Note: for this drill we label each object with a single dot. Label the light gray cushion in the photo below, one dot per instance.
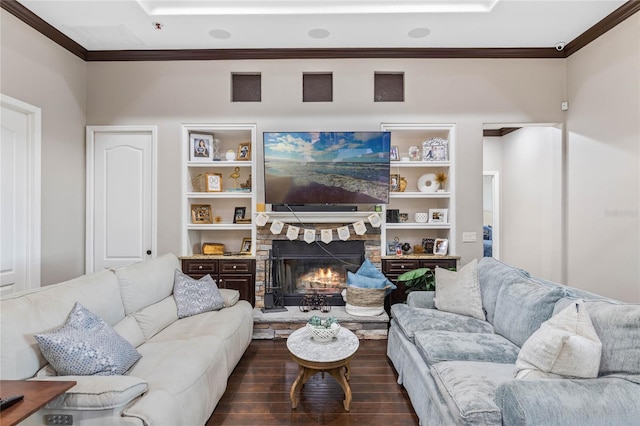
(493, 275)
(618, 327)
(459, 292)
(438, 346)
(411, 319)
(564, 346)
(196, 296)
(521, 309)
(469, 388)
(86, 345)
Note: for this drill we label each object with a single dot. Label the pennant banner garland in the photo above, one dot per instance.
(326, 235)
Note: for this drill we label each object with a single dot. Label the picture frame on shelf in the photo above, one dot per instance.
(214, 182)
(244, 151)
(435, 149)
(201, 147)
(394, 154)
(394, 182)
(441, 246)
(438, 215)
(238, 214)
(414, 153)
(245, 247)
(428, 244)
(201, 214)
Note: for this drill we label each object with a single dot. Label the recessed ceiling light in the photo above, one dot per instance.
(220, 34)
(419, 32)
(319, 33)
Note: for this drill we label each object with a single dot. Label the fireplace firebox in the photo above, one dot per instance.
(299, 268)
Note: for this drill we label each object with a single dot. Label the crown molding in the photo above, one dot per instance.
(43, 27)
(619, 15)
(498, 133)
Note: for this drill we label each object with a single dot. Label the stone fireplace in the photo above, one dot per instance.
(315, 267)
(299, 269)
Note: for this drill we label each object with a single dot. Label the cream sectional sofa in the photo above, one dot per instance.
(185, 363)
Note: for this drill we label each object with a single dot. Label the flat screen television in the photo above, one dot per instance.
(326, 167)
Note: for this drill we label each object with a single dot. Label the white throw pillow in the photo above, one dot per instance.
(566, 345)
(459, 292)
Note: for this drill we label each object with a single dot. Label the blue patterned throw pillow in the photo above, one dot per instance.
(85, 345)
(196, 296)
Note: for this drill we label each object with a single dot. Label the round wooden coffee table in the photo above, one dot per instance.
(319, 357)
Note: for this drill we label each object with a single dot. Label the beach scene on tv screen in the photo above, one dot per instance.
(326, 167)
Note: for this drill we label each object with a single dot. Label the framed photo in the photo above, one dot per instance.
(201, 213)
(245, 248)
(438, 215)
(435, 149)
(201, 147)
(414, 153)
(440, 246)
(238, 214)
(214, 182)
(394, 155)
(428, 244)
(244, 151)
(394, 183)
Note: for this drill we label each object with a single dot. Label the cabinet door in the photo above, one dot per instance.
(393, 269)
(198, 268)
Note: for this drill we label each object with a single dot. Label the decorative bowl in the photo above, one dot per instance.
(323, 334)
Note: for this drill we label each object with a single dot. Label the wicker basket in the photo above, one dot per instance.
(366, 297)
(364, 301)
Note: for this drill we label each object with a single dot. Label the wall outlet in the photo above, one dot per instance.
(58, 419)
(469, 237)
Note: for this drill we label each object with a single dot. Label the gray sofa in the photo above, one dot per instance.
(460, 370)
(185, 363)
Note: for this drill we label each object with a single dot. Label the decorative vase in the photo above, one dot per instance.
(403, 184)
(422, 217)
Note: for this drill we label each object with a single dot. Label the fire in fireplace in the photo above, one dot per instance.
(299, 268)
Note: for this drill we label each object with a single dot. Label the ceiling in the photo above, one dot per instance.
(320, 24)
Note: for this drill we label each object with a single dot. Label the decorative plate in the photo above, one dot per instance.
(427, 183)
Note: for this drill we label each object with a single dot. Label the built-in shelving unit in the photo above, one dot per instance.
(412, 200)
(222, 203)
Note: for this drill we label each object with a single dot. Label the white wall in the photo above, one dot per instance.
(531, 203)
(37, 71)
(603, 164)
(466, 92)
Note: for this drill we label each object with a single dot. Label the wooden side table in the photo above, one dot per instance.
(37, 393)
(314, 357)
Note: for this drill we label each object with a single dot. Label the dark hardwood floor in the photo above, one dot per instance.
(258, 391)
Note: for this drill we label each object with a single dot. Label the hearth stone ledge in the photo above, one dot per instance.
(279, 325)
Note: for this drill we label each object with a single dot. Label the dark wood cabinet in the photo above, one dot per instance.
(236, 274)
(394, 267)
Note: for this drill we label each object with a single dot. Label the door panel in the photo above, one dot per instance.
(123, 194)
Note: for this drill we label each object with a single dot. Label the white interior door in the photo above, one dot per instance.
(20, 192)
(121, 196)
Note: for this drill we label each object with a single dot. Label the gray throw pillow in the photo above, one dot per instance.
(196, 296)
(86, 345)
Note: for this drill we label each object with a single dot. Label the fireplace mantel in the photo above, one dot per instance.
(320, 217)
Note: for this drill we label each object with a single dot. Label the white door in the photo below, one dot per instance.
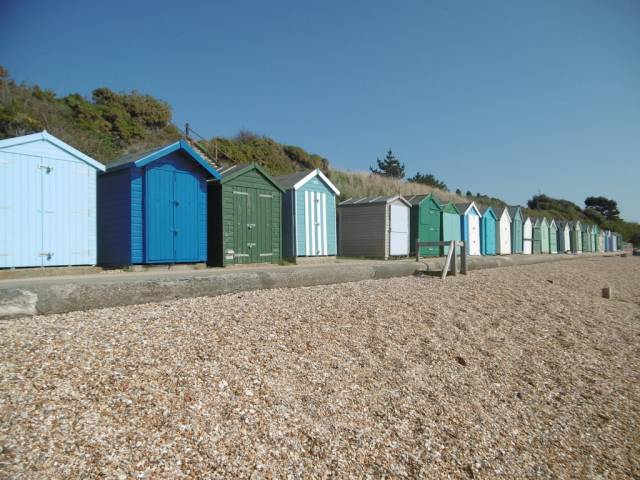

• Required work: A verbatim transcription of the records, pictures excluded, is the required output.

• Result:
Note: for this drill we label each object with a single dot. Label the light gray cushion in the photo below, one dot per instance.
(493, 275)
(618, 327)
(459, 292)
(438, 346)
(411, 319)
(564, 346)
(196, 296)
(521, 309)
(469, 388)
(86, 345)
Note: for this drill we label each object with a single dot. Label the pennant banner garland in the photo above, one dot per instance.
(326, 235)
Note: for this drill we label each object with a single dot. Label the picture frame on shelf in the photo above, one dot per instance.
(214, 182)
(244, 151)
(435, 149)
(201, 147)
(394, 154)
(394, 182)
(441, 246)
(438, 215)
(238, 214)
(414, 153)
(245, 247)
(428, 244)
(201, 214)
Note: for this drill we label each object with a single dot. Label the recessed ceiling light in the photo above, one dot per instance.
(220, 34)
(419, 32)
(319, 33)
Note: for this drill we label each object with a single dot. Label the fireplace firebox in the photo above, one dot per instance.
(299, 268)
Note: for this drill we label each object with a single dot. Label the crown molding in the photo above, one dot per instance.
(43, 27)
(619, 15)
(498, 133)
Note: for this drill we label each object with a single dot. Label the stone fireplace in the photo above, one dot per instance.
(315, 267)
(299, 269)
Note: for this drill we label each object with a single dot. Label the cream sectional sofa in the photo above, one dot per instance.
(185, 363)
Note: for this drill we label each object with a single dot. Label the flat screen television in the photo above, one dot per instance.
(326, 167)
Note: for this drill we label each object with a single dot. Label the white throw pillow in the photo above, one dot per instance.
(566, 345)
(459, 292)
Note: for this drill we label each object with a single dot. Label the blue patterned throw pillow in the photo above, one dot per instance.
(85, 345)
(196, 296)
Note: for this drill we label each object with a single dot. Label the round wooden coffee table in the photo above, one dot per instance.
(319, 357)
Note: for this drill we label each object with a single dot. Label the beach scene on tv screen in the photo above, one dot per instance.
(326, 167)
Note: for this drill we label each object with a single dot. Label the framed photo in the photo above, one dot per instance.
(201, 213)
(245, 248)
(438, 215)
(435, 149)
(201, 147)
(414, 153)
(440, 246)
(238, 214)
(214, 182)
(394, 155)
(428, 244)
(244, 151)
(394, 183)
Note: for this drill we label each object with a single dot. Label the cabinet door in the photo above, one dot per instance.
(393, 269)
(198, 268)
Note: for this drill we label each object with a single dot. Label the decorative bowl in the photo above, one dot per instance.
(323, 334)
Note: for this drill we label each object with a single dot. Label the wicker basket in the photo above, one dot per instance.
(366, 297)
(364, 301)
Note: for this drill we label each object with a single dot. Label the wall outlet in the photo above, one dot per instance.
(58, 419)
(469, 237)
Note: for this drill we label each object with a single dot. Label the gray sofa in the photo above, one dot per instance.
(460, 370)
(185, 363)
Note: for this drill we label each object with a single dot. Label the decorative vase in the photo above, one dot per instance.
(403, 184)
(422, 217)
Note: for this drill we label each object with a single dot. Label the fire in fireplace in the photo above, one dot per instance.
(299, 268)
Note: for this drill we label each object with a single dot. Label the ceiling in the photo above, one dot per instance.
(320, 24)
Note: for this drill we label each object with a single dot. Label the decorative plate in the photo above, one dot per instance.
(427, 183)
Note: for this drill we label each object with a single dot. Label the built-in shelving unit in the photo above, one dot per instance.
(412, 200)
(222, 203)
Note: for this drill we label each object with a single dot. Label the white wall in the photo above, one dot per instance.
(531, 203)
(37, 71)
(603, 164)
(466, 92)
Note: for this drill we label each object with a single dot. Label the wooden side table in the photo above, one dot per instance.
(37, 393)
(314, 357)
Note: for this drill we label each object with a single dot. Label the dark hardwood floor in the photo above, one dot per instance.
(258, 391)
Note: for this drill we label each object with a single dot. Label the hearth stone ledge in the photo above, one dot per instance.
(279, 325)
Note: for this drill we label each object with a single dot. Label the dark wood cabinet in the photo above, one dot per instance.
(236, 274)
(394, 267)
Note: for this drill we label each object with a single dot. Label the door panel in the photo above, one dot per instance.
(123, 194)
Note: for this drill we label each object with a single dot. Label the white interior door in the photo above, one dot per instance.
(20, 192)
(121, 196)
Note: for this drill we label each object with a single dot. Label the gray throw pillow in the photo above, one dot per instance.
(196, 296)
(86, 345)
Note: for this drill we label each object with a single dot. Label the fireplace mantel in the photo above, one dot per instance.
(320, 217)
Note: for this drill we label each object with a single dot. Label the white door in the photo below, one dot per instance.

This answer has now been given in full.